Rewrite the comment on McCain's loss from "I think she" to "and fix it.", replacing "Palin" with "Sarah Palin" each time it occurs.

Page text:
########################################

Agreed. She is a good lady and has the basic ideology we are looking for. As far as the requisite political skills for a national gig...probably not.
But I respect her for doing her part in trying to prop up a losing effort, but the loss is not her fault. That belongs squarely on McCain.
I think she was brough onboard to energize the base and appeal to unaffiliated voters. She most certainly did the first and failed at the second. Had McCain picked someone else then that person may have attracted some independents but may also have failed to get the base to turn out. Either way, I agree with you. The responsibility for the defeat lies with McCain. Or at worst with McCain and Palin. It was certainly not due to Palin alone, as some McCain staff are apparently trying to claim.
McCain, at the top of the ticket, no matter who he had as VP, was NEVER going to win IMO.
By nominating McCain we lost our best argument that Washington was broken and we needed outsiders to go in and fix it.

########################################

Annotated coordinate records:
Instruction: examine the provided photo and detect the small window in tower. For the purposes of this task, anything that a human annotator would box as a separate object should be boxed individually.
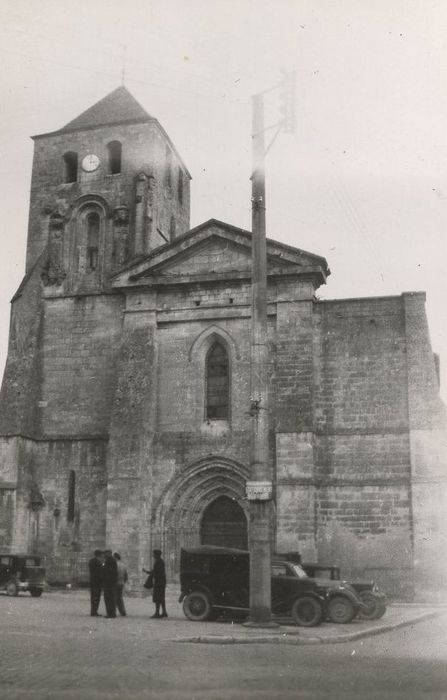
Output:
[67,469,76,523]
[107,141,122,175]
[87,212,100,270]
[169,216,175,241]
[206,341,230,420]
[165,146,172,187]
[63,151,78,183]
[177,168,183,204]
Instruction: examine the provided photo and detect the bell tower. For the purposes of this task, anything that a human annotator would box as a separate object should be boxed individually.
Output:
[26,86,191,294]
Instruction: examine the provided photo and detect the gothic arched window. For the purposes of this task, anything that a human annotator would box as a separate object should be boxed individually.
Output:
[63,151,78,182]
[87,212,100,270]
[177,168,183,204]
[67,469,76,523]
[107,141,122,175]
[169,216,175,241]
[165,146,172,188]
[206,341,230,420]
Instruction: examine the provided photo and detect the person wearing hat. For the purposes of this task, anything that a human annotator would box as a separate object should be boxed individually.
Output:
[143,549,168,619]
[88,549,104,617]
[103,549,118,618]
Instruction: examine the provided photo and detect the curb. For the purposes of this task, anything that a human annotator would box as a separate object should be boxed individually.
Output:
[170,611,439,646]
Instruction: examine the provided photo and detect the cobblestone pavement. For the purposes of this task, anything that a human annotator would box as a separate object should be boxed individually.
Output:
[0,590,444,700]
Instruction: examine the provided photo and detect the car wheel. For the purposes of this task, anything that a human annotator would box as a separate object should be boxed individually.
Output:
[29,588,43,598]
[291,596,323,627]
[326,595,357,624]
[358,591,383,620]
[5,581,19,595]
[183,591,213,622]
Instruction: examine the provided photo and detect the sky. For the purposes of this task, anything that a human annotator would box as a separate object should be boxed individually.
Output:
[0,0,447,400]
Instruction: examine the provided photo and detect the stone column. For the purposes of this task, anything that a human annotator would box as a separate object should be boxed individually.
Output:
[275,283,317,560]
[106,292,157,590]
[402,292,447,600]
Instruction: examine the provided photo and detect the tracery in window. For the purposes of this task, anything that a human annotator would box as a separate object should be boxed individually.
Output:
[206,341,230,420]
[87,212,100,270]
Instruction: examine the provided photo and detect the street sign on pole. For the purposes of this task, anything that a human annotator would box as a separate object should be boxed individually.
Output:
[247,95,274,626]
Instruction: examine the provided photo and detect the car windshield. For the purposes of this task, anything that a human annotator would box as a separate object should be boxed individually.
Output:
[292,564,308,578]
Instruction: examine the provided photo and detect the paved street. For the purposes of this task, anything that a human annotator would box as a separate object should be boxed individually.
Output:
[0,590,447,700]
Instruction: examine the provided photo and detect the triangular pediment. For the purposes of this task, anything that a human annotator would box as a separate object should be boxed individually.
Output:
[113,219,329,287]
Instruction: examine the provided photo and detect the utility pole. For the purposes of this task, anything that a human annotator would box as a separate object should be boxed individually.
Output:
[247,74,294,627]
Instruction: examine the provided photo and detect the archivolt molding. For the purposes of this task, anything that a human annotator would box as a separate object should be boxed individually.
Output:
[189,325,240,362]
[152,456,249,532]
[72,194,112,217]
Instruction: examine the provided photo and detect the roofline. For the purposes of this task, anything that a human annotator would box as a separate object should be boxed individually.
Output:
[188,218,329,271]
[315,291,426,304]
[110,218,331,280]
[30,115,157,141]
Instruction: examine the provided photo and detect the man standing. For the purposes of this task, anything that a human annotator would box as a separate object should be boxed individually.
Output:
[143,549,168,619]
[104,549,118,618]
[113,552,128,617]
[88,549,104,617]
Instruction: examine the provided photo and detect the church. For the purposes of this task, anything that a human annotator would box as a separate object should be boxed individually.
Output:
[0,86,447,599]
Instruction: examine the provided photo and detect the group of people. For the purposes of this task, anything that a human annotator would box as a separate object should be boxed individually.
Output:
[88,549,168,619]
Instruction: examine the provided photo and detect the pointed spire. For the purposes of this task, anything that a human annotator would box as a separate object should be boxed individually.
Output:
[57,86,153,133]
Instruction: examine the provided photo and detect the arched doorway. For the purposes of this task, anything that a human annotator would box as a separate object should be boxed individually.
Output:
[200,496,248,549]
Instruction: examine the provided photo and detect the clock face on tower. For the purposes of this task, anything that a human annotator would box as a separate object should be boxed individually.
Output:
[82,153,99,173]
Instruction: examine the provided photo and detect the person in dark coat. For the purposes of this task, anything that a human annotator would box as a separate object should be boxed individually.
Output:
[143,549,168,619]
[88,549,104,617]
[113,552,129,617]
[103,549,118,618]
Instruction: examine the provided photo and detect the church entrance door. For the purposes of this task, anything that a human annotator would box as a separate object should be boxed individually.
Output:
[200,496,248,549]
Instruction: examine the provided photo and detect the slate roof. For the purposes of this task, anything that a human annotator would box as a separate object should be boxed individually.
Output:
[34,85,155,138]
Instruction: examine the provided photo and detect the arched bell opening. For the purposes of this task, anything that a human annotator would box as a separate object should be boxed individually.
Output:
[200,496,248,549]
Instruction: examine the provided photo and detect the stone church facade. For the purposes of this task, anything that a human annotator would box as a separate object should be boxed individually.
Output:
[0,87,447,596]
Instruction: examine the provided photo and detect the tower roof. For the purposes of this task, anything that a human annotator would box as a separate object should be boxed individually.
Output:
[32,85,153,136]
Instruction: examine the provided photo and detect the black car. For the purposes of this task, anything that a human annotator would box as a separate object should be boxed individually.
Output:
[179,545,325,627]
[301,563,387,620]
[0,553,45,598]
[276,555,366,623]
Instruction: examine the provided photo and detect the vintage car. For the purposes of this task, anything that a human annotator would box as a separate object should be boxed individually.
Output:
[179,545,324,627]
[301,563,387,620]
[276,555,366,623]
[279,552,386,622]
[0,553,45,598]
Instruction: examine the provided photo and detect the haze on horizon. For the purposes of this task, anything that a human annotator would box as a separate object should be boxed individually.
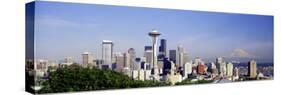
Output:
[29,1,273,62]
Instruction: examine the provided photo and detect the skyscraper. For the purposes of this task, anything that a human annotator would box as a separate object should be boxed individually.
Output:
[102,40,113,69]
[216,57,225,75]
[226,62,233,77]
[124,52,131,69]
[183,62,192,78]
[197,63,205,75]
[128,48,136,70]
[169,50,177,63]
[114,53,125,72]
[148,30,160,80]
[144,50,153,69]
[82,52,96,67]
[144,46,152,51]
[176,45,184,68]
[248,60,257,78]
[158,39,167,60]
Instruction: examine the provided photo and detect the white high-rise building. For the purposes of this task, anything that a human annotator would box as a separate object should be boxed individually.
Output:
[102,40,113,69]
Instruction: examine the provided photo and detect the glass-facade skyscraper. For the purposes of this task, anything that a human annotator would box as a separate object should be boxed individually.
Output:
[102,40,113,69]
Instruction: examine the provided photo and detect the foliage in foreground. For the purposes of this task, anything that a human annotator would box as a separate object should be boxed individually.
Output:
[38,66,170,93]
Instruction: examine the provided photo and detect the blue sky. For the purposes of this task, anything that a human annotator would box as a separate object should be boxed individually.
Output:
[31,1,273,62]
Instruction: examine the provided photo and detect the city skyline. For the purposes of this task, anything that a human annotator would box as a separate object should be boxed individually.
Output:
[31,2,273,63]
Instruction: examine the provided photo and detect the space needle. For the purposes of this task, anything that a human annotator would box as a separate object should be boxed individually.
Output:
[148,29,161,80]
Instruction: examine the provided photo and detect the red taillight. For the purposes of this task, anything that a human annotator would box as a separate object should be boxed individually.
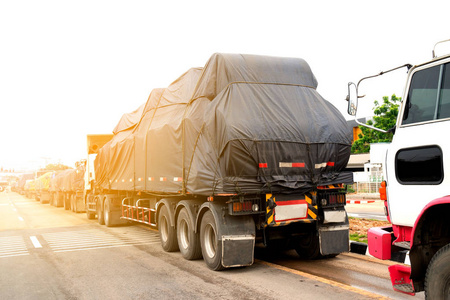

########################################

Written reply:
I think she was brough onboard to energize the base and appeal to unaffiliated voters. She most certainly did the first and failed at the second. Had McCain picked someone else then that person may have attracted some independents but may also have failed to get the base to turn out. Either way, I agree with you. The responsibility for the defeat lies with McCain. Or at worst with McCain and Sarah Palin. It was certainly not due to Sarah Palin alone, as some McCain staff are apparently trying to claim.
McCain, at the top of the ticket, no matter who he had as VP, was NEVER going to win IMO.
By nominating McCain we lost our best argument that Washington was broken and we needed outsiders to go in and fix it.